──────── Texte extrait ────────

Hélène et Constantin autour de la Vraie Croix, Sazonov.

Au IVe siècle, l'Empire romain devient peu à peu chrétien sous le règne de l'empereur Constantin Ier le Grand. Ce dernier, converti au christianisme en 337, sur son lit de mort, fait construire de nombreuses basiliques dans l'ensemble de l'Empire, en particulier sur les lieux ayant abrité la vie du Christ. L'une de ces basiliques, le Saint-Sépulcre à Jérusalem, est érigée sur l'emplacement présumé du tombeau du Christ et du Golgotha. Rapidement, cette basilique prétend posséder une relique particulièrement prestigieuse : la Vraie Croix.

Selon des récits en partie légendaires[réf. nécessaire], qui apparaissent à partir des années 370, soit une trentaine d'années après la mort de Constantin, c'est sainte Hélène, la mère de l'empereur, qui aurait découvert la Croix de Jésus lors d’un pèlerinage en Palestine entrepris en 326. Le bois de la croix fut découvert sur le lieu du calvaire, après que l'on fit détruire le temple de Vénus bâti par Hadrien, afin d'y ériger la basilique du Saint-Sépulcre. C'est au cours du chantier que trois croix auraient été trouvées. Un miracle (ou une inscription, selon les versions), aurait permis de distinguer la croix du Christ de celles des deux larrons.

Il existe trois récits primitifs de cette inventio reliquarum.

L'Invention de la Croix, Agnolo Gaddi, Florence, 1380.

En 395, l'évêque de Milan saint Ambroise précise qu'Hélène aurait retrouvé les croix dans une ancienne citerne, et qu'elle aurait reconnu celle du Christ grâce à son inscription : "Jésus de Nazareth, roi des Juifs". Une version identique est rapportée par saint Jean Chrysostome à la même époque.

La légende prend alors de l'ampleur. L'historien Sozomène (début du Ve siècle) et d’autres auteurs comme Théodoret de Cyr (même époque) précisent que les reliques furent partagées entre plusieurs églises du monde chrétien, tout particulièrement Rome et Constantinople. En effet, d'autres églises que celle du Saint-Sépulcre commencent à revendiquer la possession de fragments de la relique. On explique ainsi que la sainte impératrice aurait installé un fragment du bois de la Croix dans le palais construit par son fils Constantin dans sa nouvelle capitale, Constantinople ; elle aurait par la même occasion retrouvé les clous par lesquels le Christ avait été crucifié, autre relique revendiquée par la capitale impériale. De même, en partance pour Rome, la mère de Constantin aurait emporté avec elle d’importants morceaux du bois sacré et d'autres reliques ayant trait à la Passion du Christ. Elle aurait placé les reliques dans son palais, appelé « palais Sessorien », et serait morte peu de temps après.

La découverte des trois croix. Un jeune homme blessé est guéri par la Vraie Croix. Fresque de la basilique San Francesco, Arezzo, Piero della Francesca XVe siècle.

──────── Lignes extraites ────────

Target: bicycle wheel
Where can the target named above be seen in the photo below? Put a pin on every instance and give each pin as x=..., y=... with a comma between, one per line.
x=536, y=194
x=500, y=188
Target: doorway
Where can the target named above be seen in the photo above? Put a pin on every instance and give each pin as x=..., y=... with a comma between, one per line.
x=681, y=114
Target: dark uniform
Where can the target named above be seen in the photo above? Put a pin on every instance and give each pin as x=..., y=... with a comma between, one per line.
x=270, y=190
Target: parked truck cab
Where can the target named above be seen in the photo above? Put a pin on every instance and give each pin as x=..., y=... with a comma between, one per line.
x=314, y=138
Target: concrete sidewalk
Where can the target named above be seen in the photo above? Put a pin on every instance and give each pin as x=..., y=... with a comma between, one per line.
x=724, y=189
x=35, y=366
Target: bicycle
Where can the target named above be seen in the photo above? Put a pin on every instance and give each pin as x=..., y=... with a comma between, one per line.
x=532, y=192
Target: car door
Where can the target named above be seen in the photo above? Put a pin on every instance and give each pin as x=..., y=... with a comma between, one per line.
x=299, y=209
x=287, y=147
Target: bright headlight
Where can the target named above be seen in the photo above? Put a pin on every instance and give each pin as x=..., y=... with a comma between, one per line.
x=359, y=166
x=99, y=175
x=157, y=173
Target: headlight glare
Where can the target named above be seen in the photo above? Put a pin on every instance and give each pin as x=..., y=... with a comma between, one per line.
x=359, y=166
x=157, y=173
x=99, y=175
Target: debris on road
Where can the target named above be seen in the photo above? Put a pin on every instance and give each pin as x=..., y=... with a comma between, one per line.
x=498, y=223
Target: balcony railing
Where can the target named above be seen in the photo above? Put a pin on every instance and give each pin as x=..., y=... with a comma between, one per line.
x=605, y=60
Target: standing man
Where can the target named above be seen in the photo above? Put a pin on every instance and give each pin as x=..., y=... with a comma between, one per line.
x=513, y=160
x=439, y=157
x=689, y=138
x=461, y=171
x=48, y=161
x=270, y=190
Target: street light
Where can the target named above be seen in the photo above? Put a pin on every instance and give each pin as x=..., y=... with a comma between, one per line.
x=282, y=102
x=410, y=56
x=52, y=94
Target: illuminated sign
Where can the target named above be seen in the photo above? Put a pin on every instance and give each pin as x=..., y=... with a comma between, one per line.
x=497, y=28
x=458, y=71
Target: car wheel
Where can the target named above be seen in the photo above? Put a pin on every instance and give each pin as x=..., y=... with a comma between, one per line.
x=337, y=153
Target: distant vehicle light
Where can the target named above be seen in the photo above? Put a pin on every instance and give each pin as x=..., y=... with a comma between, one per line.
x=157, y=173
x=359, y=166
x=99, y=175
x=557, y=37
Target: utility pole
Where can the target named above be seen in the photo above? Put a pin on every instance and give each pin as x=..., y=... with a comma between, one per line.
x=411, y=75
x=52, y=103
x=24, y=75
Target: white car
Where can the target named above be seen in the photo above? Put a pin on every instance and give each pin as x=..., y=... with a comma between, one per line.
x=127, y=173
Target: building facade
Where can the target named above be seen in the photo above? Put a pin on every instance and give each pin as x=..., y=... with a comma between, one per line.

────────

(Complétez ce qui suit)
A. Répondez à ces questions à partir du texte sur la Vraie Croix :
(i) En quelle année Hélène aurait-elle entrepris son pèlerinage en Palestine ?
(ii) D'après saint Ambroise, dans quel lieu Hélène aurait-elle retrouvé les croix ?
(iii) Quel nom portait le palais de Rome où elle aurait placé les reliques ?
B. Reprenez le texte sur la Vraie Croix à partir de sa dernière phrase et rédigez-en la suite.
Ces lignes proviennent d'une autre source que le texte.

(Résultats de l'exercice)
A.
(i) En 326.
(ii) Dans une ancienne citerne.
(iii) Le « palais Sessorien ».

B.
Au cours du VIe siècle, Rufin d'Aquilée rapporte les circonstances de la découverte dans un récit considéré comme classique, et qui représente en quelque sorte l'aboutissement de l'élaboration de la légende :

« Hélène vint à Jérusalem, inspirée par Dieu. Un signe céleste lui indiqua le lieu qu’elle devait creuser. Elle en retira trois croix, celle du Christ et celles des deux larrons. Hélène demeura perplexe car comment reconnaître parmi elles le bois sur lequel Jésus avait subi sa douloureuse agonie ? Macaire, l’évêque de Jérusalem, qui assistait l’impératrice dans ses recherches, demanda qu’on amenât sur une civière une femme mourante. Au contact de la première croix, la moribonde demeura insensible : la seconde croix elle aussi, ne produisit aucun effet, mais à peine la femme eut-elle touché la troisième qu’aussitôt elle se leva et se mit à marcher avec entrain et à louer Dieu. Ce miracle permit ainsi de distinguer la vraie croix. Hélène fit trois parts de cette croix, l’une destinée à Jérusalem, la seconde à Constantinople, la troisième à Rome. »

— Rufin d'Aquilée

Rapportant un développement ultérieur de la légende, la Légende dorée de Jacques de Voragine, fait allusion à la révélation de l'emplacement de la croix par un juif nommé Judas. Suite à cette découverte, il se serait converti au christianisme, aurait pris comme nom de baptême Quiriace (ou Cyriaque), serait devenu évêque de Jérusalem et serait mort martyr sous l'empereur Julien l'Apostat.

L'importance de la découverte de la relique, dont la date supposée serait le 3 mai 326, donna naissance à la fête de l’Invention de la Sainte-Croix (le mot « invention », du latin inventio, est ici à interpréter dans le sens de découverte, comme pour les mises au jour de vestiges divers).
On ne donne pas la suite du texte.